▶ [PASSAGE GIVEN]:
============

The Protestant reformers named three "marks by which the true church is known": the preaching of the pure doctrine of the gospel, the pure administration of the sacraments, and the exercise of church discipline to correct faults. Today, church discipline is feared as the mark of a false church, bringing to mind images of witch trials, scarlet letters, public humiliations, and damning excommunications. Does discipline itself need correction and redemption in order to be readmitted into the body of Christ? We have asked several experts from different (and sometimes contrasting) professional and theological backgrounds to explain how church discipline fell into disrepair and how it can be revived, so that the true church can fully embody the pure doctrine of the gospel once again.

Day One | Day Two | Day Three | Day Four | Day Five | Day Six

Maybe the most fundamental dynamic in church discipline is also the simplest: Sin happens. It happens in big churches, it happens in little churches. It probably happens at roughly the same per capita rate no matter what the congregation's size. It should sadden everyone, but it shouldn't shock anyone. So the question is not how to respond if it happens. The question is how to respond when it happens.

A second dynamic is also a constant across congregations regardless of size: In any biblically authentic community, sin is confronted, not ignored.

I believe churches try to cover up sin even more than people outside the church do, and larger churches are more prone to this temptation than smaller ones. Maybe it's because we are apt to confuse "bigger" with "more blessed," and mistakenly confer spiritual maturity. Maybe it's because we erroneously think that covering up sin in a highly visible ministry will protect the reputation of the gospel.

============

▶ [DATA EXTRACT]:
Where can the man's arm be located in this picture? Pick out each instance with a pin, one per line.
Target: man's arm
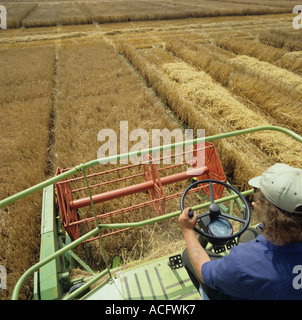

============

Please name the three marks of the true church that the Protestant reformers identified, according to the passage on church discipline.

▶ [ANSWER IN FULL]: The preaching of the pure doctrine of the gospel, the pure administration of the sacraments, and the exercise of church discipline to correct faults.